=== Aim of the task ===
Identify every line in the records below that contains the word "jersey", and reproduce each one.

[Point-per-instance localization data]
☆ ☆ ☆ ☆
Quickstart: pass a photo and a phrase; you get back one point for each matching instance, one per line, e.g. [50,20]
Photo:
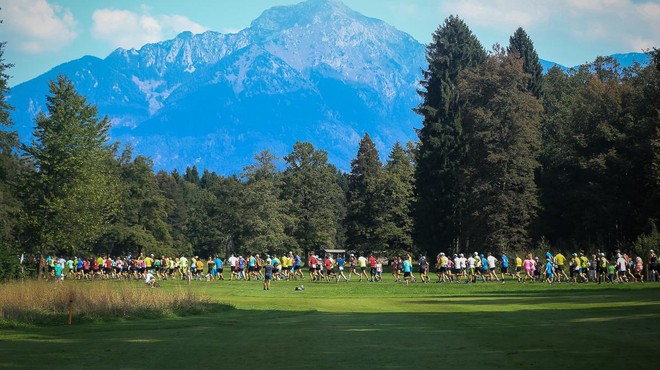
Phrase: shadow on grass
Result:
[610,337]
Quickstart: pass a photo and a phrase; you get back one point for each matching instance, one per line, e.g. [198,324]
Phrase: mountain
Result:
[625,60]
[315,71]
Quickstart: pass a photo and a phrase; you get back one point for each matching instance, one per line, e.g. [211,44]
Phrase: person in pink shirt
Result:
[528,265]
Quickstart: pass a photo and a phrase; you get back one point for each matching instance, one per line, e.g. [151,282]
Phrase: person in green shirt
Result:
[560,259]
[610,270]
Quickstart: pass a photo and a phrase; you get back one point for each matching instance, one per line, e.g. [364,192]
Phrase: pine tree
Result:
[74,192]
[10,170]
[140,225]
[309,183]
[442,148]
[398,197]
[265,216]
[365,213]
[521,45]
[501,121]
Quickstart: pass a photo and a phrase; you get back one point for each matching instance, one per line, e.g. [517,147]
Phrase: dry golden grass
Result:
[41,302]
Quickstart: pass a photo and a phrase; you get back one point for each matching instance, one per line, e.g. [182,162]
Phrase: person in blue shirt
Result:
[297,268]
[407,270]
[484,265]
[218,268]
[241,268]
[340,264]
[268,275]
[504,267]
[549,271]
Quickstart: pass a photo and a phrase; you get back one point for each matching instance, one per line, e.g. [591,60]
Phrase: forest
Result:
[508,159]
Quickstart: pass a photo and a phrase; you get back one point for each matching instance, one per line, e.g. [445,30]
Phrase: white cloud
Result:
[37,26]
[128,29]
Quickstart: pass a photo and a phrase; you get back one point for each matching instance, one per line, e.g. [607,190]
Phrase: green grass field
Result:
[367,325]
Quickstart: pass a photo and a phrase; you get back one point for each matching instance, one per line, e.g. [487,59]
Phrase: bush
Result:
[647,242]
[10,267]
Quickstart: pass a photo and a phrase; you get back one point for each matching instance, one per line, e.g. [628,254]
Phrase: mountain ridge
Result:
[315,71]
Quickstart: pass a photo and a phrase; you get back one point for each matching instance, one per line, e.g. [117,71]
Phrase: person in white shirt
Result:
[470,269]
[150,280]
[621,268]
[232,265]
[491,267]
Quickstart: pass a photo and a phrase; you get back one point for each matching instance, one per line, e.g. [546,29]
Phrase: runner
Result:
[329,272]
[407,271]
[549,271]
[233,264]
[395,271]
[372,267]
[560,259]
[518,268]
[362,264]
[492,261]
[423,269]
[268,275]
[297,268]
[504,267]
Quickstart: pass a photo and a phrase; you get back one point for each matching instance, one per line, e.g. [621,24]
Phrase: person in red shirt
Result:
[372,266]
[312,267]
[329,273]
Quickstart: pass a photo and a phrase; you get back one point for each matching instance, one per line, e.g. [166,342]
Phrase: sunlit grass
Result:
[41,302]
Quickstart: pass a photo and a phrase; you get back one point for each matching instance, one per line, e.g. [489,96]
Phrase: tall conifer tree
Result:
[501,121]
[75,191]
[522,45]
[442,148]
[398,197]
[365,206]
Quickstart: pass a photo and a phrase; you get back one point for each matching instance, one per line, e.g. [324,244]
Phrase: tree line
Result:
[507,159]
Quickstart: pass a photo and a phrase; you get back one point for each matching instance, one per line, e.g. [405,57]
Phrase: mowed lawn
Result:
[367,326]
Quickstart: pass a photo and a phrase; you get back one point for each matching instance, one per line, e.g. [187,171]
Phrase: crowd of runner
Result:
[456,268]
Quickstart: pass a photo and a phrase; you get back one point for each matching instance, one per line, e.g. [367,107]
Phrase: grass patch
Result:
[46,303]
[366,325]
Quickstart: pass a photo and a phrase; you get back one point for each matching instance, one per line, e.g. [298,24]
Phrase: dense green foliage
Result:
[73,194]
[506,158]
[501,125]
[522,46]
[442,146]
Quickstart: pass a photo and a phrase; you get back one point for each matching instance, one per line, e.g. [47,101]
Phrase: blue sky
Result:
[41,34]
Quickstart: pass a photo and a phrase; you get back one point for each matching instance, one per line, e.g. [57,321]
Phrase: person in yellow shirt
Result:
[584,267]
[199,268]
[285,265]
[518,268]
[560,259]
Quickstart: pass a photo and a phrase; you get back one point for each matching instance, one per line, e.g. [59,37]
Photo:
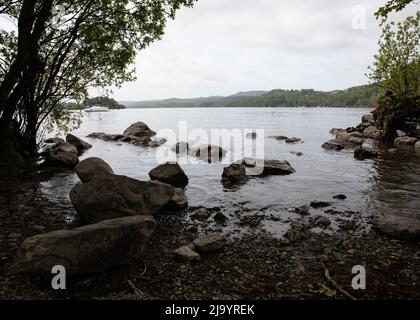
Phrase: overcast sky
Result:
[220,47]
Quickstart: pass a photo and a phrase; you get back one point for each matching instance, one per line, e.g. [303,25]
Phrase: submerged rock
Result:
[139,129]
[179,200]
[405,141]
[210,243]
[209,153]
[303,210]
[113,196]
[170,173]
[279,137]
[371,132]
[235,173]
[251,135]
[93,167]
[398,227]
[78,143]
[320,204]
[353,137]
[293,140]
[61,155]
[338,145]
[181,147]
[187,254]
[364,153]
[55,140]
[88,249]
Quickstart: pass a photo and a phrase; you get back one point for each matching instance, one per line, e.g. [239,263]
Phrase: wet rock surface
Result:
[170,173]
[87,249]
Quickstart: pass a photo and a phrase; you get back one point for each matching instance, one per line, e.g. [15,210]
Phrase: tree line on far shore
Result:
[361,96]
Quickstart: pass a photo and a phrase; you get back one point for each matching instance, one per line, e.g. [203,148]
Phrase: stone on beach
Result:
[187,254]
[405,141]
[78,143]
[93,167]
[399,227]
[181,147]
[210,243]
[54,140]
[87,249]
[113,196]
[170,173]
[61,155]
[364,153]
[209,153]
[139,129]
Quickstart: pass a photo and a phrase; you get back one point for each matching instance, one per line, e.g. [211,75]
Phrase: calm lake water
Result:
[389,184]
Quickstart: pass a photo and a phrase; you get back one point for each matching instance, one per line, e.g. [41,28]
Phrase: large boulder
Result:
[337,145]
[181,147]
[170,173]
[398,227]
[78,143]
[61,155]
[364,153]
[139,129]
[93,167]
[371,132]
[88,249]
[353,137]
[105,136]
[234,173]
[208,152]
[405,141]
[179,200]
[113,196]
[210,243]
[55,140]
[240,171]
[369,119]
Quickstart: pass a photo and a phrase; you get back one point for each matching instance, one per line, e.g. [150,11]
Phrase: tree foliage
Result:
[396,70]
[62,47]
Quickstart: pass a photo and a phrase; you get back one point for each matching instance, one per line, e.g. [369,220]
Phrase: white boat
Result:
[96,109]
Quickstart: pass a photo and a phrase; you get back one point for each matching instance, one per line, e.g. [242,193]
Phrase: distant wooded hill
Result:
[96,101]
[360,96]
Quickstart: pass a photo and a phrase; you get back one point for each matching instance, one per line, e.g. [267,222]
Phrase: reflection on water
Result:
[388,184]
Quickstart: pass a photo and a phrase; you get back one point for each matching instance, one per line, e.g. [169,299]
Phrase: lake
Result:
[389,184]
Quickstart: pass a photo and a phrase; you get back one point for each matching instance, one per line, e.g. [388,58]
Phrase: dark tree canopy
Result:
[60,48]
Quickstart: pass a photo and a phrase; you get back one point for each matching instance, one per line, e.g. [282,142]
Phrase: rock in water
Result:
[113,196]
[210,243]
[78,143]
[405,141]
[181,147]
[179,200]
[353,137]
[398,227]
[62,155]
[208,152]
[90,168]
[363,153]
[235,173]
[88,249]
[139,129]
[170,173]
[320,204]
[251,135]
[55,140]
[187,254]
[279,137]
[293,140]
[371,132]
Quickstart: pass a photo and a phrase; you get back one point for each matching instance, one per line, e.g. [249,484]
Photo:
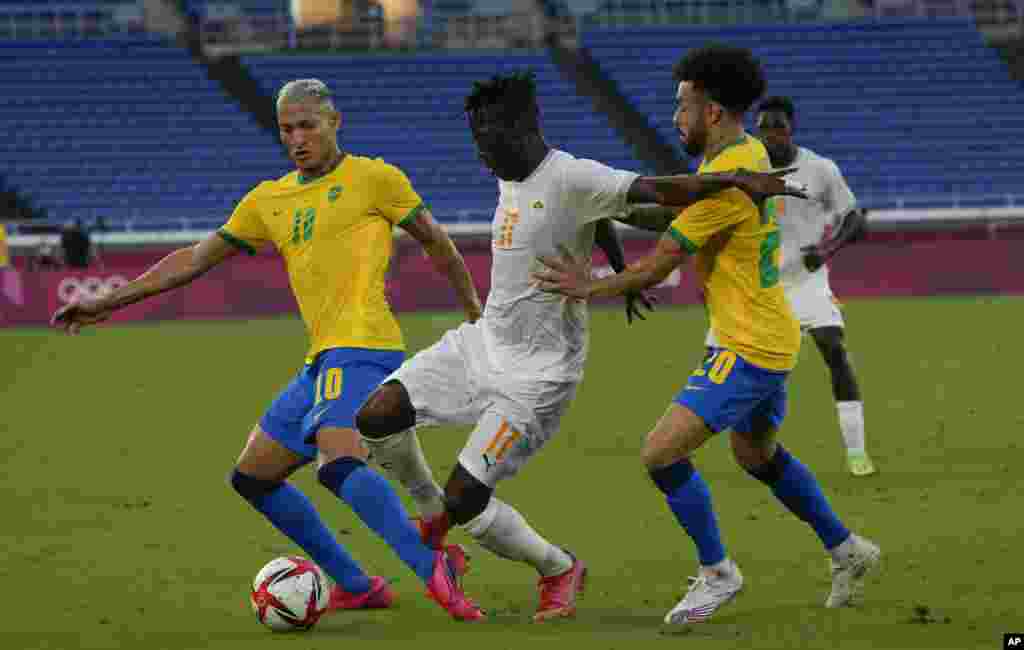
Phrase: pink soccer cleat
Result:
[558,593]
[443,589]
[380,596]
[434,529]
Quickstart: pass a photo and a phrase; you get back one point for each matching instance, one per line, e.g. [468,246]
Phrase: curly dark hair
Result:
[779,103]
[728,75]
[514,93]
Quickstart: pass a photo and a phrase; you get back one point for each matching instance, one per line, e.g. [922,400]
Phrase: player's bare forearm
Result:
[648,271]
[177,269]
[449,261]
[607,240]
[653,218]
[680,190]
[852,227]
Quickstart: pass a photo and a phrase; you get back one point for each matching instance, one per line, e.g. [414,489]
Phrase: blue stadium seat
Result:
[409,111]
[881,98]
[126,128]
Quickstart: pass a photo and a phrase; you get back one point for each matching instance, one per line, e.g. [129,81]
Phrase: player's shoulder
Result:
[748,153]
[269,187]
[375,167]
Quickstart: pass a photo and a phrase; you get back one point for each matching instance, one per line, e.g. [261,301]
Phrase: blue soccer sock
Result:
[376,503]
[794,484]
[292,513]
[689,500]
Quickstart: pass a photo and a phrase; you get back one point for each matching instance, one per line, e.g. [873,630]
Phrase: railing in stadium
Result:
[521,26]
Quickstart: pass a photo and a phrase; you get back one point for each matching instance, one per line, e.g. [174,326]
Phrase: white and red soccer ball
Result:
[289,594]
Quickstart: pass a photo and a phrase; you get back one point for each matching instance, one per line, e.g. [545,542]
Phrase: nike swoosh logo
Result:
[318,414]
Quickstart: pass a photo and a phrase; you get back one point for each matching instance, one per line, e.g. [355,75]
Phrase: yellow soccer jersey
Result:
[736,244]
[335,235]
[4,255]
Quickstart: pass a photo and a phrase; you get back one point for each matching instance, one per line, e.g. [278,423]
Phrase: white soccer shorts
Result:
[454,382]
[813,303]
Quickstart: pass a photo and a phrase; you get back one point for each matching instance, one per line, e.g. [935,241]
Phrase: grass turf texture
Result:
[121,531]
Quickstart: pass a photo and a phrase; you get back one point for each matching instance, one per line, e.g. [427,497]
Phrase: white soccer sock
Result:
[851,423]
[843,552]
[501,529]
[401,458]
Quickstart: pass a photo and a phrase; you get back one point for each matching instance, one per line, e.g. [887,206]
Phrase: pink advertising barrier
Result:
[258,286]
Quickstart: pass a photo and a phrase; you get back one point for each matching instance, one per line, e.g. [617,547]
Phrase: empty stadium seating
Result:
[916,113]
[125,129]
[409,110]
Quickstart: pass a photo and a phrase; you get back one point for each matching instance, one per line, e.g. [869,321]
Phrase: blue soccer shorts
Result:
[327,393]
[729,393]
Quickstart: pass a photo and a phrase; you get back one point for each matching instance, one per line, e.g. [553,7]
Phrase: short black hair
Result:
[514,92]
[780,104]
[731,76]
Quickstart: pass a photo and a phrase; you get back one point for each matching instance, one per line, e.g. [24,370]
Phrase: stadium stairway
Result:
[915,113]
[126,129]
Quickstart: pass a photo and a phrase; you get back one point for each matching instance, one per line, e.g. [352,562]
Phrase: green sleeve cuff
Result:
[681,239]
[415,212]
[236,242]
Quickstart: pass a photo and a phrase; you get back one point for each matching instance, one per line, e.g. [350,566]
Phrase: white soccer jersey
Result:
[527,332]
[803,222]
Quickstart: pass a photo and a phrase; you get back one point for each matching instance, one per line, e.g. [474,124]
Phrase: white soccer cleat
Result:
[848,573]
[708,593]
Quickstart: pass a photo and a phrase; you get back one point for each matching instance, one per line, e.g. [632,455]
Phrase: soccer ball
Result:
[289,594]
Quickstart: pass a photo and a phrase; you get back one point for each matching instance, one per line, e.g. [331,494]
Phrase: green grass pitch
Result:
[120,530]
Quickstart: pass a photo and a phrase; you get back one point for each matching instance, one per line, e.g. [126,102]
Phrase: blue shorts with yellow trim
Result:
☆ ☆ ☆ ☆
=== Solution for this task ===
Phrase: yellow soccer jersey
Phrase: white soccer jersey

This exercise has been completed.